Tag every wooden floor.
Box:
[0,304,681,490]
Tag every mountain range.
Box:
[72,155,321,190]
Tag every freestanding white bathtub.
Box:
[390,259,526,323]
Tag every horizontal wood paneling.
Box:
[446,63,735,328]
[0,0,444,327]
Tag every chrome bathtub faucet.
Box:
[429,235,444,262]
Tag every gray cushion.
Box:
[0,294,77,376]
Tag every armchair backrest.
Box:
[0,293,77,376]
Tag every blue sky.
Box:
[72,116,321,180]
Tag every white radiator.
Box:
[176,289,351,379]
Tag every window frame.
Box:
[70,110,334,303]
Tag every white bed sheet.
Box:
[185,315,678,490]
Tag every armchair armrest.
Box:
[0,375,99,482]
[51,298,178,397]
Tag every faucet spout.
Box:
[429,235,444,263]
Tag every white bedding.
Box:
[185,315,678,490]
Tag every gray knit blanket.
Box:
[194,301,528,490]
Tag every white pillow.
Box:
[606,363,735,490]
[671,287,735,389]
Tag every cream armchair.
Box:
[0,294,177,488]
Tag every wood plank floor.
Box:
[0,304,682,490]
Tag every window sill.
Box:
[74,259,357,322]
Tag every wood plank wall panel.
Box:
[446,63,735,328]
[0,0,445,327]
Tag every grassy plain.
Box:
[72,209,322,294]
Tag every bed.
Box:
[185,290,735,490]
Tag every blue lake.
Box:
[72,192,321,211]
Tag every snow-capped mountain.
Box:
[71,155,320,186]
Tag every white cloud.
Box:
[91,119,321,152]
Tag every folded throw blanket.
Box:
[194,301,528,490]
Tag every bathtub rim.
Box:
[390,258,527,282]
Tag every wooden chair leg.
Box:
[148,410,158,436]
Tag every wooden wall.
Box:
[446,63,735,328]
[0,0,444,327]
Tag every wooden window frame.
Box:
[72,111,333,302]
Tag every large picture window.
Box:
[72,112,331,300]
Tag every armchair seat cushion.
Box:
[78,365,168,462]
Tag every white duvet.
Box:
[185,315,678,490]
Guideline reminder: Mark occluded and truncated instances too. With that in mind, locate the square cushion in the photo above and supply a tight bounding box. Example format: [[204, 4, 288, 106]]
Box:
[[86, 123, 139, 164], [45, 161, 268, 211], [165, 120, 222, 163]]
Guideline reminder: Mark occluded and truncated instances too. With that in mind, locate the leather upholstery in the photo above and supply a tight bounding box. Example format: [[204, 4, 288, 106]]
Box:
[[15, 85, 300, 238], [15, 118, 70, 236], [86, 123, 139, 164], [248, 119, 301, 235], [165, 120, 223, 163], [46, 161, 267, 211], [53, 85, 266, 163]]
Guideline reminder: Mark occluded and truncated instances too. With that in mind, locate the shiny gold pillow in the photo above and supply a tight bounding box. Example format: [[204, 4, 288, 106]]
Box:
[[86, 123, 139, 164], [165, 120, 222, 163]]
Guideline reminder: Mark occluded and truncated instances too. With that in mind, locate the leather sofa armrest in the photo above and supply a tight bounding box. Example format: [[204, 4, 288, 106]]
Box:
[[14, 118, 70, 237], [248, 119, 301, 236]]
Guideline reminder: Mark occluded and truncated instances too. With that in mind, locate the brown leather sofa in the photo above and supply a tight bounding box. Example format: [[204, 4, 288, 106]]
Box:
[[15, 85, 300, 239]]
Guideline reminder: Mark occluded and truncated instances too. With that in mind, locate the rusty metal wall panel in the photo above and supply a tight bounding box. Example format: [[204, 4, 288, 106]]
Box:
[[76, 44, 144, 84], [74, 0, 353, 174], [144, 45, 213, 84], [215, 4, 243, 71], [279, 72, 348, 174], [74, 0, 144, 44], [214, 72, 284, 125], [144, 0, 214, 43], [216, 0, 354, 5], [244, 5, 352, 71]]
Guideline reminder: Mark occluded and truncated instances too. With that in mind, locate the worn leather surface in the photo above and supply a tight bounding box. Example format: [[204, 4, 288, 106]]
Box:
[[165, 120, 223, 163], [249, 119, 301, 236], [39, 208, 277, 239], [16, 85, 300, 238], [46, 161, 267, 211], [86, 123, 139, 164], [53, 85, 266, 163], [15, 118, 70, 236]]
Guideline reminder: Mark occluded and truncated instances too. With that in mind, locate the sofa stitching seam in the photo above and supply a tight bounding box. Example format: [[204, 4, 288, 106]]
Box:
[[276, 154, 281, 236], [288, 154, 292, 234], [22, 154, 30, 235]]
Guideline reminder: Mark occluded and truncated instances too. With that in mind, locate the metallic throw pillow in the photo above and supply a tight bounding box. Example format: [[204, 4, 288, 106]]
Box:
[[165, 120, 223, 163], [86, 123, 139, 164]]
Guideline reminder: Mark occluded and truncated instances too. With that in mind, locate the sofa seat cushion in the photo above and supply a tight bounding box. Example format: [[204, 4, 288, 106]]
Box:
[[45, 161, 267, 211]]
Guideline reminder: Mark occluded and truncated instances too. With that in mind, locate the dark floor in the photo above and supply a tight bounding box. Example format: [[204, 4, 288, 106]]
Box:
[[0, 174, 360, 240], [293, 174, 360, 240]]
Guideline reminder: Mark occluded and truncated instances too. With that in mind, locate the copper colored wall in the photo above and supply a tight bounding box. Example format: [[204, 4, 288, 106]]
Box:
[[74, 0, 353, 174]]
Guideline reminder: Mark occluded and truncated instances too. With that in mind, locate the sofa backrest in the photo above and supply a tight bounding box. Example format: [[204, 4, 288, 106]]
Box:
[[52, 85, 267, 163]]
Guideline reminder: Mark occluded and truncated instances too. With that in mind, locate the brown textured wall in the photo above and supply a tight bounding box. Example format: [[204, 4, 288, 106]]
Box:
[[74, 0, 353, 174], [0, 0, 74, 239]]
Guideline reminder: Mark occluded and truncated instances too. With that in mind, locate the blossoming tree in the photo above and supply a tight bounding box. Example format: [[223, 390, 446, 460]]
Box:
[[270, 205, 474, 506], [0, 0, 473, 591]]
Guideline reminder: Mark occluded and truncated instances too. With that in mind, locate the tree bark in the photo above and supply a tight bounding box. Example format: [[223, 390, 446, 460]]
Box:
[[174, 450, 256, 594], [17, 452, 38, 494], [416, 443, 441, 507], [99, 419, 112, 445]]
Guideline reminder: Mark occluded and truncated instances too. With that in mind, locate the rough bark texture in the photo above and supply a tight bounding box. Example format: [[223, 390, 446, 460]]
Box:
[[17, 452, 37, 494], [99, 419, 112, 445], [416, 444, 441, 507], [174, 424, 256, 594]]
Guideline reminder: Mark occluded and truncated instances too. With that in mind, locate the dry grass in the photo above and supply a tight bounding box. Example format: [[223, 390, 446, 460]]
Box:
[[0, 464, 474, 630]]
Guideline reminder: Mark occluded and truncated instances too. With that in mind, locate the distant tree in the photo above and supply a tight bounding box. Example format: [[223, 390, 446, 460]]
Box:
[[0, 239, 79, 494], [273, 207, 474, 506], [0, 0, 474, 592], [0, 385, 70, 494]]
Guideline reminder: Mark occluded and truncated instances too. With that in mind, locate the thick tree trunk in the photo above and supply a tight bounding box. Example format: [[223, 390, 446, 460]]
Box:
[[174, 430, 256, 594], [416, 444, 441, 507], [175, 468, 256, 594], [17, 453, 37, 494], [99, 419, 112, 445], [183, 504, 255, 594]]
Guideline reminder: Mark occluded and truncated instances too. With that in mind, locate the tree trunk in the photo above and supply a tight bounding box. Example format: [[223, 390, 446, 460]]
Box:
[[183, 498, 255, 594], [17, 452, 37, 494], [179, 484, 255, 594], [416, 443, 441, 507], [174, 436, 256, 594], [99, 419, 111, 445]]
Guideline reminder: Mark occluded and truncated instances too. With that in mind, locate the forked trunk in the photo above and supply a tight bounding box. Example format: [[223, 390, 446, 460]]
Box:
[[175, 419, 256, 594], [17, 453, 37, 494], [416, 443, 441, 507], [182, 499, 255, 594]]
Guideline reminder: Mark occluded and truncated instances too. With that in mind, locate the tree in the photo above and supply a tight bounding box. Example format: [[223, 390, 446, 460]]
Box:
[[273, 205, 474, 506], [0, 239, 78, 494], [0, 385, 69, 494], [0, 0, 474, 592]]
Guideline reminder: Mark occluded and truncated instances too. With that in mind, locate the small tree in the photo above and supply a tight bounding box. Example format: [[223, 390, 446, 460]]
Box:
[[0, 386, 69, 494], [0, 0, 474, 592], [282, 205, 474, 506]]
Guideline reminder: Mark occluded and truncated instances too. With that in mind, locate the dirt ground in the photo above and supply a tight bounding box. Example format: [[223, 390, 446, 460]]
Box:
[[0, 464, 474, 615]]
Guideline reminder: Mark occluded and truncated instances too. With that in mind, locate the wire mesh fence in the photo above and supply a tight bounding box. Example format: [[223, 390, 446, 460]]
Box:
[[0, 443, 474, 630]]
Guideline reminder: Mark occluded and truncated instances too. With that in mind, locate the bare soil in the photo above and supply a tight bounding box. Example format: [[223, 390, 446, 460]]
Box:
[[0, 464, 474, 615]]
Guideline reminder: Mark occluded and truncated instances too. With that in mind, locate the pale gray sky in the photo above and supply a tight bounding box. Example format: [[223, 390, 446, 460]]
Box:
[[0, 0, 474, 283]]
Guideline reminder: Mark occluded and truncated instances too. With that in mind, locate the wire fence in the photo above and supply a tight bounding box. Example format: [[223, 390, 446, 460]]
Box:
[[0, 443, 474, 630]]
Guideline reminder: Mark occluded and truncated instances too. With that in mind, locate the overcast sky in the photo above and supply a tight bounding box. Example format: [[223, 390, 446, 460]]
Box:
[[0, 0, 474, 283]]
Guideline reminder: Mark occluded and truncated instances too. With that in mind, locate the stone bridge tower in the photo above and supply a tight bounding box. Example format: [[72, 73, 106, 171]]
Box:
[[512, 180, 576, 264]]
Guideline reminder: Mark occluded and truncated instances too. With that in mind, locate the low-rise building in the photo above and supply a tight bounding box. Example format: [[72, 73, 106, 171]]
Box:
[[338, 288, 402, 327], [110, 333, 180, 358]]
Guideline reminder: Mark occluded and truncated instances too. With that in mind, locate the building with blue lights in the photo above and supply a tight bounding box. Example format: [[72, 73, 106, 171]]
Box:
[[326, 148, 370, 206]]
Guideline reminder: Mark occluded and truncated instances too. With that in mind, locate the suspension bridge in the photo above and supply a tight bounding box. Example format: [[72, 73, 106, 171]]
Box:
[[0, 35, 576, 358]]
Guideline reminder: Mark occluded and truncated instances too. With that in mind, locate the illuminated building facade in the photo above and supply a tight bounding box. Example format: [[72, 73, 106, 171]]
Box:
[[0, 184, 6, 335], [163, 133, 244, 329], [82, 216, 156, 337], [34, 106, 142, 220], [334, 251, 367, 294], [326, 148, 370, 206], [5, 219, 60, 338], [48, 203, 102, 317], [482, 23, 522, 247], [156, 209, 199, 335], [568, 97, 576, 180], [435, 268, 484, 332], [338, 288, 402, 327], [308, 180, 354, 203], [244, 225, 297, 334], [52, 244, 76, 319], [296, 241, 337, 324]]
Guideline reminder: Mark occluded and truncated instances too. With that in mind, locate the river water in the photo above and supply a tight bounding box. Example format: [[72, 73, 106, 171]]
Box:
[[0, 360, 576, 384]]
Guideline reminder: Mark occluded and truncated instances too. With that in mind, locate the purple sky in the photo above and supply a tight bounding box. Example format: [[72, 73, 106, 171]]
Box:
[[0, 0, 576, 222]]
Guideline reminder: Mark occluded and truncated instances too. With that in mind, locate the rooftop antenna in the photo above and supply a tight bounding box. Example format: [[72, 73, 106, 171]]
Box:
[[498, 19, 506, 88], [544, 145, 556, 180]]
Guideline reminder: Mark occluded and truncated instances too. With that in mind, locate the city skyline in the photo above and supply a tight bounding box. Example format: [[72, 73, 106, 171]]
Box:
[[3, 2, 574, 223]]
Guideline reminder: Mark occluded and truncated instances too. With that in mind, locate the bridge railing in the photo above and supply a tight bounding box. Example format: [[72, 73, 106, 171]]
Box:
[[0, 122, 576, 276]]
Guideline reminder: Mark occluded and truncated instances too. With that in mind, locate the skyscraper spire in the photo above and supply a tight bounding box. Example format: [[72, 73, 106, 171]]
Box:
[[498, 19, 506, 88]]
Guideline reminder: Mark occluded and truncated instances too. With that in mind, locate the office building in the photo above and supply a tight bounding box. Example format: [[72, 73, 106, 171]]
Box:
··········
Objective
List every row above that contains the word "fence", and copy each of those rows in full.

Output below
Guideline reminder: Mark occluded and truncated instances too. With that in mind, locate the wire mesh fence in the photo above and supply a tight bounding box. Example format: [[223, 390, 446, 460]]
Guideline reminder: Mark occluded and truncated instances too. With that in mind, locate the wire fence in the photo above and supply a tight bounding box. Example format: [[223, 390, 446, 460]]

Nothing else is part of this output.